TEXT EXCERPT
══════════
RIVER REVERSALS IN THE SOVIET UNION AND BEYOND

In the 1950s and ’60s, however, the idea became a project, not least because the water problem became much more acute as the consumption for irrigation increased in Kazakhstan and Uzbekistan. It should be mentioned that in the 1960s, due to the construction of irrigation canals and massive agricultural development, the flow of rivers feeding the Aral Sea radically decreased, leading to a fall in the level. Entire institutes worked on the project, and various plans and calculations were made. The idea was really grandiose—redirecting a part of the Ob River’s flow through a 2,500 km long canal to the Aral Sea, reversing the Irtysh, Tobol, and Ishim (Esil) rivers, creating a system of canals and reservoirs (including flooding the Turgai Valley), transporting fresh water to Kazakhstan, Uzbekistan, and Turkmenistan. Some versions of the plan included creating a navigation pathway through the channel leading from the Kara Sea to the Caspian Sea and further to the Persian Gulf. Earthworks using low-yield nuclear charges were also envisaged.
══════════
DATA PROVIDED
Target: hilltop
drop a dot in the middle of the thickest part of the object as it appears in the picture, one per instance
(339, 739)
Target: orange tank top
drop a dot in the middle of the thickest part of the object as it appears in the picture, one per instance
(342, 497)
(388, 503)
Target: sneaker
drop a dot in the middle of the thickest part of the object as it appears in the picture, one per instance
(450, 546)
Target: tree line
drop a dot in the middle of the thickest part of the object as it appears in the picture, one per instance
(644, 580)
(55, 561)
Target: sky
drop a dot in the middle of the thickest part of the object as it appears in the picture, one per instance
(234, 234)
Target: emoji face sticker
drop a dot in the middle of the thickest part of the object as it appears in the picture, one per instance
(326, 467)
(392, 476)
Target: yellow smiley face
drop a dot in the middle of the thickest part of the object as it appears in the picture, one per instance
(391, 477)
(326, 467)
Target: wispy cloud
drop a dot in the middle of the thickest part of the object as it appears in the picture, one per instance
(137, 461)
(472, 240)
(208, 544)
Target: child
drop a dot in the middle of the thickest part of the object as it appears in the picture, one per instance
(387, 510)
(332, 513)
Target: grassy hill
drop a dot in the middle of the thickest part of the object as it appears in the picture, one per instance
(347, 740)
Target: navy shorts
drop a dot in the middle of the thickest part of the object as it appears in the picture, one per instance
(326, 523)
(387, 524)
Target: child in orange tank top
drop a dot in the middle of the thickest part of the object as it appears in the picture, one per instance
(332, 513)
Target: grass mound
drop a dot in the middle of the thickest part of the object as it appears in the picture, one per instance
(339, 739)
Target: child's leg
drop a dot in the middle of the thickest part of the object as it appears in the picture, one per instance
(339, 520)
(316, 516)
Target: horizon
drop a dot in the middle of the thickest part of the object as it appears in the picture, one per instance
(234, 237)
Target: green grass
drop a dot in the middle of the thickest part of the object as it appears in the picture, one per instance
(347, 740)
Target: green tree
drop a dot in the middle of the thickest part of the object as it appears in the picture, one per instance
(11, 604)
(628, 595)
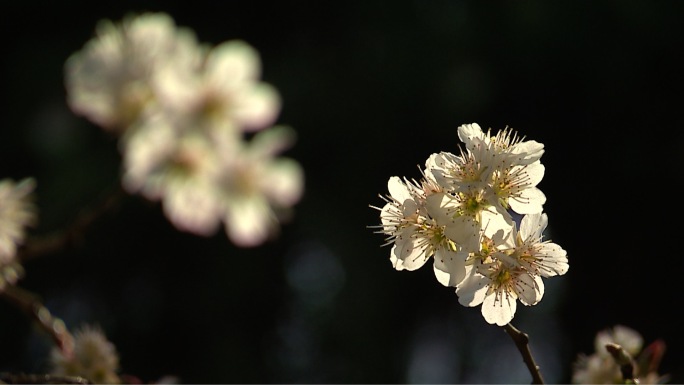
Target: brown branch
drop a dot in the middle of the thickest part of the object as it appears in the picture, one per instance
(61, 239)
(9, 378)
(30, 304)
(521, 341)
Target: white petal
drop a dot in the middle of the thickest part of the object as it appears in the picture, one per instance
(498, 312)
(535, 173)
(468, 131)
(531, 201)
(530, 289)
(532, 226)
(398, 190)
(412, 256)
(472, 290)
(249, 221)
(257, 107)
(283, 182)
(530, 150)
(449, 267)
══════════
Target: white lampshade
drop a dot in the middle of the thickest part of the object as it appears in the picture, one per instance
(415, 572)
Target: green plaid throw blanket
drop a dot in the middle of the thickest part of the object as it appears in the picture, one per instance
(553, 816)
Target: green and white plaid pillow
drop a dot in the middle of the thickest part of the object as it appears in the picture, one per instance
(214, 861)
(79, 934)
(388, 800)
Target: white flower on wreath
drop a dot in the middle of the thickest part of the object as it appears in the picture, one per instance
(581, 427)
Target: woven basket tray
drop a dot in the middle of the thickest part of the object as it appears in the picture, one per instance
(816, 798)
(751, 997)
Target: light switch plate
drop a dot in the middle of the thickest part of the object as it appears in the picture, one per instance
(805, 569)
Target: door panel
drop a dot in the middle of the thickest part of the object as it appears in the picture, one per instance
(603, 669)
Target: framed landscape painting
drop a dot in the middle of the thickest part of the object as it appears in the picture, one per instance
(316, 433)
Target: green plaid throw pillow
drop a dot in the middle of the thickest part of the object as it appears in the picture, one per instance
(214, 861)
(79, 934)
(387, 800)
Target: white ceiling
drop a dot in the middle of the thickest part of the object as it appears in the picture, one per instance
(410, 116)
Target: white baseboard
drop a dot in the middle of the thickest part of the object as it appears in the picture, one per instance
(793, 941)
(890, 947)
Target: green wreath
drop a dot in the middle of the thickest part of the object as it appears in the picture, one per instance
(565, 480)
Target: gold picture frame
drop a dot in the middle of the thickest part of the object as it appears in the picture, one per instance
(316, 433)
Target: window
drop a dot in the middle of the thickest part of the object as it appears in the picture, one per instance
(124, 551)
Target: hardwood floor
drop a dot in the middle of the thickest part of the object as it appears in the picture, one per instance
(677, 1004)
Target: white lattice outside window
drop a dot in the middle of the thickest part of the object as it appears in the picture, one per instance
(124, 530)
══════════
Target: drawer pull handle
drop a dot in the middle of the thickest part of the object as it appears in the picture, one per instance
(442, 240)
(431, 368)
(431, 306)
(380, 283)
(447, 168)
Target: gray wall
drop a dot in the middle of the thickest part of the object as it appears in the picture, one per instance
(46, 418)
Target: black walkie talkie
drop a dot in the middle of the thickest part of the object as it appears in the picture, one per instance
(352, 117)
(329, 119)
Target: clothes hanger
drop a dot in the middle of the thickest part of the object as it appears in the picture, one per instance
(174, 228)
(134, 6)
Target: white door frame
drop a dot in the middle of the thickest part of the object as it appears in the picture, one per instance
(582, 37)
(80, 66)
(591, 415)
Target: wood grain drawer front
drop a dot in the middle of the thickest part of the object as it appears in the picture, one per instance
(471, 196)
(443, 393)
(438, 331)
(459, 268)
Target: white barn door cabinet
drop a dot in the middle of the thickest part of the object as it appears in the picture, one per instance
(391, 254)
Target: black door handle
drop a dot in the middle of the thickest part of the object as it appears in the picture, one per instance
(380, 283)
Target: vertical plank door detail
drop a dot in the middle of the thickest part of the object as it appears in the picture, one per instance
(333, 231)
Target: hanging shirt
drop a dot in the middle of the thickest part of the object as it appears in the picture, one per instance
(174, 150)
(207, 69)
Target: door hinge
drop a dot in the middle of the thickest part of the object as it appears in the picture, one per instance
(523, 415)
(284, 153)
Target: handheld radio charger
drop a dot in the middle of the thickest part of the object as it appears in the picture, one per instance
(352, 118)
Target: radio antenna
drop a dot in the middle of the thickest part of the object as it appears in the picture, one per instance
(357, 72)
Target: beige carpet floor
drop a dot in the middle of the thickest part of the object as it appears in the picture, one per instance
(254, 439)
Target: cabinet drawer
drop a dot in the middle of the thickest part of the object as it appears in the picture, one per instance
══════════
WHAT IS BEING ASKED
In the text on Soviet river reversals, how long was the canal planned to carry part of the Ob River's flow to the Aral Sea? The data bear no relation to the text on Soviet river reversals.

ANSWER TO THE EXERCISE
2,500 km long.